··· DATA SUPPLIED ···

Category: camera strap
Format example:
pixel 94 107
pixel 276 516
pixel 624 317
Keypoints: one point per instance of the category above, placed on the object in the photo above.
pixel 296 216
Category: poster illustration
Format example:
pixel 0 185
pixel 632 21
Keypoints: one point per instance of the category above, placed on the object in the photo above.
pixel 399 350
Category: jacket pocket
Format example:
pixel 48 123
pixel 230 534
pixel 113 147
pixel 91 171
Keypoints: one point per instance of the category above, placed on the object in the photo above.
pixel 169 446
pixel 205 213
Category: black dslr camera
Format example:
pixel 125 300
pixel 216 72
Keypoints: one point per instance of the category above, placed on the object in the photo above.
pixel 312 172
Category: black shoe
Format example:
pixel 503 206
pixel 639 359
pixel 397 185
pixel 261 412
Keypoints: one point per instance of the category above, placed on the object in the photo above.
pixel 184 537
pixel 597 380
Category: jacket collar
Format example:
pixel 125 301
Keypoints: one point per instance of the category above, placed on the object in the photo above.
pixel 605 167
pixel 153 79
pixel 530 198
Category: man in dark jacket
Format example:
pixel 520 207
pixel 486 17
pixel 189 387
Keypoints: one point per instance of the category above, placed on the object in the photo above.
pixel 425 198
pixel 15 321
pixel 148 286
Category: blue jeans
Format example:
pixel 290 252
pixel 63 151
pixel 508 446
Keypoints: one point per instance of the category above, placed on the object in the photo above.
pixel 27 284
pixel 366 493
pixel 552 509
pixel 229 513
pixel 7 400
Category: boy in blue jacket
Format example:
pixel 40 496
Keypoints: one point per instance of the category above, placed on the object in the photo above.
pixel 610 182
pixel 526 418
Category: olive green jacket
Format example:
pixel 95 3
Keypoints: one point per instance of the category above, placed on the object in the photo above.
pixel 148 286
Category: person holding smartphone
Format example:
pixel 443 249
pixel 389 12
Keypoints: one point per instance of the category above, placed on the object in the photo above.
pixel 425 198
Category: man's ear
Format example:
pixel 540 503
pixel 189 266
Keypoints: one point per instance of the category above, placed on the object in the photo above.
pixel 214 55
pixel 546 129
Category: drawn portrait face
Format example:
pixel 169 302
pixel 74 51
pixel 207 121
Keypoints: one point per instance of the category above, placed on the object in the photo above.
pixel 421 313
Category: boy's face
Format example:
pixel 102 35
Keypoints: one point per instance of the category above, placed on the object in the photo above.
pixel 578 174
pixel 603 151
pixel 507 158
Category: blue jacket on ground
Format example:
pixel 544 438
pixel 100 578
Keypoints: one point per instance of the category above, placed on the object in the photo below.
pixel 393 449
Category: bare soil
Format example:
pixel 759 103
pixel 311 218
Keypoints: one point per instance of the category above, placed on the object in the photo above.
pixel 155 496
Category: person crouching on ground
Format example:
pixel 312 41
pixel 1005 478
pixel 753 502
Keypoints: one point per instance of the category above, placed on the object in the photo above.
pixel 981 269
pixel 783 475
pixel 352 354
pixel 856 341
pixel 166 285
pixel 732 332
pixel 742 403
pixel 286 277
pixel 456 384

···

#### REQUEST
Return the listing above word for word.

#### TASK OUTPUT
Category: camera strap
Format example:
pixel 94 107
pixel 276 516
pixel 624 317
Keypoints: one point per instance of the category above, placed on the object in the photo above.
pixel 296 216
Category: poster illustration
Format example:
pixel 0 185
pixel 632 21
Keypoints: one point per instance of the category above, placed on the object in the photo above.
pixel 399 350
Category: jacket pocket
Format example:
pixel 48 123
pixel 230 534
pixel 113 147
pixel 91 171
Keypoints: one point per instance of the category above, placed on the object in the photo above.
pixel 169 446
pixel 205 213
Category: black dslr camera
Format example:
pixel 125 300
pixel 216 72
Keypoints: one point per instance of the category above, placed on the object in the photo above.
pixel 312 172
Category: black shoe
Format example:
pixel 503 206
pixel 639 359
pixel 397 185
pixel 261 412
Keypoints: one point per instance of the category above, placed on the object in the photo above.
pixel 184 537
pixel 597 380
Category: jacket collar
Format example:
pixel 125 301
Keypoints: one point per instance of the category above, placed on the object in the photo above.
pixel 605 167
pixel 153 79
pixel 530 198
Category: man in dark jacket
Format example:
pixel 520 207
pixel 486 17
pixel 189 387
Keypoints: one point per instance of the category above, placed on the object in the photo above.
pixel 425 198
pixel 15 321
pixel 148 286
Category: blue jeans
Format example:
pixel 290 252
pixel 63 151
pixel 508 446
Keypoints: one point per instance of the category above, placed on the object in the photo above.
pixel 27 284
pixel 366 493
pixel 552 509
pixel 229 513
pixel 7 400
Category: boy in blue jacket
Format example:
pixel 40 496
Keypoints: one point per instance of the category above, placed on the object in the photo above.
pixel 610 182
pixel 526 418
Category: olive green jacket
Format example:
pixel 95 3
Keypoints: one point per instance of the category above, placed on the object in the photo above.
pixel 148 286
Category: person holding smartphone
Format example:
pixel 443 249
pixel 389 12
Keypoints: one point per instance of the category above, placed on the object in the photo above.
pixel 425 198
Category: man's ear
Format example:
pixel 540 503
pixel 189 266
Keypoints: one point per instance of the category above, placed on the object in the photo above.
pixel 214 55
pixel 546 129
Category: drawn portrait face
Format example:
pixel 169 302
pixel 74 51
pixel 207 121
Keypoints: one point per instance of the category above, placed on the object in the photo above.
pixel 421 313
Category: boy's face
Format example:
pixel 102 35
Keypoints: one point per instance of the category above, placed on the object in the photo above.
pixel 578 174
pixel 603 151
pixel 507 158
Category: blue jacket on ground
Format example:
pixel 544 438
pixel 100 578
Keypoints: one point per instance of the category above, placed on the object in the photo below.
pixel 393 449
Category: bare soil
Format example:
pixel 759 103
pixel 311 218
Keypoints: one point per instance of the category above, placed on the object in the photo above.
pixel 155 496
Category: person crouching on ground
Format example:
pixel 312 41
pixel 1005 478
pixel 753 502
Keypoints: one point per instance of the category above, placed on the object in the photo above.
pixel 981 269
pixel 783 475
pixel 352 354
pixel 856 341
pixel 166 285
pixel 732 332
pixel 742 403
pixel 286 277
pixel 456 384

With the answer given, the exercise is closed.